» Try it: Could you print exactly the lines of the listing below, starting at the line that has "Target: brown fur" and ending at the line that has "Target: deer head logo", and only those lines?

» Data under study:
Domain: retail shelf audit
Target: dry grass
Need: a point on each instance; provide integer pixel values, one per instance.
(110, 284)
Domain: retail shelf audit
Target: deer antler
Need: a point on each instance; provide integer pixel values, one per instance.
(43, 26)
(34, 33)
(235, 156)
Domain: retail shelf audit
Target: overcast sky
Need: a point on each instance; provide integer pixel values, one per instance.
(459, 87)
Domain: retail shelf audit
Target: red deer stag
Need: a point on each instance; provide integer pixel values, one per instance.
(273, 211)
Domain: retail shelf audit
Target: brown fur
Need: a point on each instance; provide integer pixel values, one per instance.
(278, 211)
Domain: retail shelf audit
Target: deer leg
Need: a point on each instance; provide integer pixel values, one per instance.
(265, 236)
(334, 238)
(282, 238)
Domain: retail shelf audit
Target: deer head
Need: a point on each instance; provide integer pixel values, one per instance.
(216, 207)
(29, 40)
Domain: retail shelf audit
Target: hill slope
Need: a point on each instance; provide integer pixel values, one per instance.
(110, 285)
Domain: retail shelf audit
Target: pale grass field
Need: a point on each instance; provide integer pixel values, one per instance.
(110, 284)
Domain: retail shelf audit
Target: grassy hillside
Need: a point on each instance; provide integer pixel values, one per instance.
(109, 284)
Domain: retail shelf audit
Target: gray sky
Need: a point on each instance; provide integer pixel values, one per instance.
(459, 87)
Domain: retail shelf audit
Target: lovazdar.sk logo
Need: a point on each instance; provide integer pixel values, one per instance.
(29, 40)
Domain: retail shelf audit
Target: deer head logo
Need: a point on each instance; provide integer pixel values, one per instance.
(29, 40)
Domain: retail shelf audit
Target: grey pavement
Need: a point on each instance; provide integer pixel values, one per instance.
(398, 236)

» Task response:
Target: brown fur
Need: a point on each instance; provide integer pixel values, one per instance.
(278, 211)
Domain: retail shelf audit
Target: deer leg
Need: a point on each instance; provide integer pixel values, one per instance.
(265, 236)
(334, 238)
(282, 238)
Domain: retail shelf audit
Target: deer head
Need: a point on each instance; provide integer pixel values, one per instance.
(216, 207)
(29, 40)
Domain: retail shelf audit
Target: hill slope
Need: a point on each instance; provide integer pixel values, one per instance.
(110, 285)
Domain: retail shelf audit
Target: pale grass field
Need: a point on each instance; provide integer pixel values, one per instance.
(110, 284)
Domain: retail shelf audit
Target: grassy hillside
Need: a point on each instance; provide integer pixel values, one per instance.
(109, 284)
Domain: retail shelf audit
Target: gray sky
Need: a point on each instance; provide integer pixel values, one per instance.
(459, 87)
Domain: retail shelf audit
Target: lovazdar.sk logo
Need: a point on each instance; provide integer pixel values, one per instance.
(29, 40)
Domain: retail shelf audit
Target: deer head logo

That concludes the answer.